- Task details
From the line that includes "arched window --bbox" to the last line of the data, quote each line precisely; both boundary lines belong in the answer.

- Records provided
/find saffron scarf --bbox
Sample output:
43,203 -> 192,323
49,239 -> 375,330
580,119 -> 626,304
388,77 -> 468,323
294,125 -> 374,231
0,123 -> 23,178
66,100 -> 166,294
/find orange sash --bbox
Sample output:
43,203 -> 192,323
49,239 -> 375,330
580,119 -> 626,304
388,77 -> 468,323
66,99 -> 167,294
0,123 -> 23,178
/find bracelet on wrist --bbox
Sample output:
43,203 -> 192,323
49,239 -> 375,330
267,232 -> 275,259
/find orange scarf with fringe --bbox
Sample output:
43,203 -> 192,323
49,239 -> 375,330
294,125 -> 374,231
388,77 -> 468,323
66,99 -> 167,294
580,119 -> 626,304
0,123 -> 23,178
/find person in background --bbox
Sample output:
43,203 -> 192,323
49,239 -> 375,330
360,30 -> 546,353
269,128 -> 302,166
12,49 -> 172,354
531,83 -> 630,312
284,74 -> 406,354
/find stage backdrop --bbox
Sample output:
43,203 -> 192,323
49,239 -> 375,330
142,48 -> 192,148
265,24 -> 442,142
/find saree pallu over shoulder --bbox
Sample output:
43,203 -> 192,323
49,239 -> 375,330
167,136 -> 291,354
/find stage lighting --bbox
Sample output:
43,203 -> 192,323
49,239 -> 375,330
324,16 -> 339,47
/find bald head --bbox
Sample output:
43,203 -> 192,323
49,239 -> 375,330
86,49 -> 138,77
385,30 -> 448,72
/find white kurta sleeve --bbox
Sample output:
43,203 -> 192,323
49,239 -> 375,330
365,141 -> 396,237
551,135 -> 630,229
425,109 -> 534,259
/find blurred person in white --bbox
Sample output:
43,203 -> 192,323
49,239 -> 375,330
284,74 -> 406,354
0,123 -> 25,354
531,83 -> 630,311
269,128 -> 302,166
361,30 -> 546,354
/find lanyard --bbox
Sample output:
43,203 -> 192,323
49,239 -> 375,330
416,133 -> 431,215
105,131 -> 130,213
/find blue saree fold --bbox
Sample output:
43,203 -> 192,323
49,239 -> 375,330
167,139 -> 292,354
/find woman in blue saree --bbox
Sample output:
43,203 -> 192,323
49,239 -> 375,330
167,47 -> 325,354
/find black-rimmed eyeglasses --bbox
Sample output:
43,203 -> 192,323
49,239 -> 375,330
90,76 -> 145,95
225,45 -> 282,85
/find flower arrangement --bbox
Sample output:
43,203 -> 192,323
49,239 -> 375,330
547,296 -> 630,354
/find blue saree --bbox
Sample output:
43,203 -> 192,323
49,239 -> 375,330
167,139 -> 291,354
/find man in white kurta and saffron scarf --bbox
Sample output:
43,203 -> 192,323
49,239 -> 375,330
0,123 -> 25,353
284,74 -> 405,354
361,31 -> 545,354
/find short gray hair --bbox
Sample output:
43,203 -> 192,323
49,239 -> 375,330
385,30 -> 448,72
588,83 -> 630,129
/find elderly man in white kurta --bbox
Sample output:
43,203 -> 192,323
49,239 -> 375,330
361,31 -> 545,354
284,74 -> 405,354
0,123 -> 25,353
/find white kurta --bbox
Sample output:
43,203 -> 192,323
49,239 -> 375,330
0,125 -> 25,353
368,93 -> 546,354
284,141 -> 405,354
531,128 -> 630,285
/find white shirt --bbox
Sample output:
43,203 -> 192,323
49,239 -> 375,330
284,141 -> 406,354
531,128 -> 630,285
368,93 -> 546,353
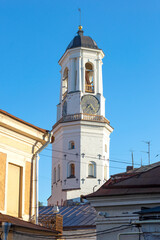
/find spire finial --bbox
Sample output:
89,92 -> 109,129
78,8 -> 83,31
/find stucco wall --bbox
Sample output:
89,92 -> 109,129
0,152 -> 7,211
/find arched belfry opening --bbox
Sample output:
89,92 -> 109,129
85,63 -> 94,93
62,67 -> 68,99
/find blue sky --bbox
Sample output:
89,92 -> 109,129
0,0 -> 160,203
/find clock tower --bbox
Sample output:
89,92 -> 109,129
48,26 -> 113,205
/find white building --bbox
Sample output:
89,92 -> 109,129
48,26 -> 113,205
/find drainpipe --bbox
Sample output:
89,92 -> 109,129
34,131 -> 53,224
2,222 -> 11,240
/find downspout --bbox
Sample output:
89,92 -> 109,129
33,131 -> 53,224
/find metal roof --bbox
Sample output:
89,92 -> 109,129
85,165 -> 160,199
39,204 -> 96,228
66,30 -> 99,50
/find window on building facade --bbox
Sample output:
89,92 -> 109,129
7,163 -> 22,217
85,63 -> 94,93
104,166 -> 107,180
105,144 -> 107,152
57,164 -> 60,181
68,163 -> 75,178
53,168 -> 56,183
69,141 -> 75,149
88,161 -> 96,177
62,68 -> 68,98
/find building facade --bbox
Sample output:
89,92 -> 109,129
48,26 -> 113,205
0,110 -> 50,220
86,162 -> 160,240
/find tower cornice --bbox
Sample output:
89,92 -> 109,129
58,47 -> 105,65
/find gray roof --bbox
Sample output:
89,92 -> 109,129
66,30 -> 99,50
39,204 -> 96,228
134,206 -> 160,215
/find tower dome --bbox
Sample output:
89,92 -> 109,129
66,26 -> 99,50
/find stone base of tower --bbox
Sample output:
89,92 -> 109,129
48,114 -> 113,206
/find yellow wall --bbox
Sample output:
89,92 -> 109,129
24,162 -> 31,215
0,135 -> 32,153
0,152 -> 7,211
7,163 -> 22,217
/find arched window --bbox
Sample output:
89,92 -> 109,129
53,168 -> 56,183
85,63 -> 94,93
104,166 -> 107,180
105,144 -> 107,152
62,68 -> 68,98
68,141 -> 75,149
88,161 -> 96,177
68,163 -> 75,178
57,164 -> 60,181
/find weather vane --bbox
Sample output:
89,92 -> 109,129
78,8 -> 82,30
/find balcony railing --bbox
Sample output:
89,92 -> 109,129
85,84 -> 94,93
53,113 -> 110,128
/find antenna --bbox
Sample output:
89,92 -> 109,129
142,141 -> 151,164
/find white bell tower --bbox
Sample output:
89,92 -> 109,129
48,26 -> 113,205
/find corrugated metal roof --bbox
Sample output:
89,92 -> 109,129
39,204 -> 96,227
0,213 -> 59,233
86,165 -> 160,199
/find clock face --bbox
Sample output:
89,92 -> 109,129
81,95 -> 100,114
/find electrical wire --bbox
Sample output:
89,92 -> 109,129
40,153 -> 124,170
44,148 -> 141,166
12,225 -> 131,239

- Solution
/find arched window --bbox
Sample output:
89,92 -> 109,129
53,168 -> 56,183
85,63 -> 94,93
104,166 -> 107,180
105,144 -> 107,152
62,68 -> 68,98
68,141 -> 75,149
88,161 -> 96,177
68,163 -> 75,178
57,164 -> 60,181
/find weather vane --bbox
Sample output:
89,92 -> 109,129
78,8 -> 82,30
/find balcony railing --bbox
Sample output:
89,92 -> 109,129
85,84 -> 94,93
53,113 -> 110,128
/find antenna --bbox
Sample output:
89,92 -> 109,129
142,141 -> 151,164
/find white bell tower --bbox
Sample output:
89,92 -> 109,129
48,26 -> 113,205
/find corrugated metal roof --bbox
Sample output:
89,92 -> 109,129
39,204 -> 96,227
0,213 -> 59,233
86,165 -> 160,199
/find clock face --bbox
Sample output:
89,92 -> 109,129
81,95 -> 100,114
/find electrical wire --bbox
Sample output:
89,92 -> 109,129
40,153 -> 124,170
44,148 -> 141,166
12,225 -> 131,239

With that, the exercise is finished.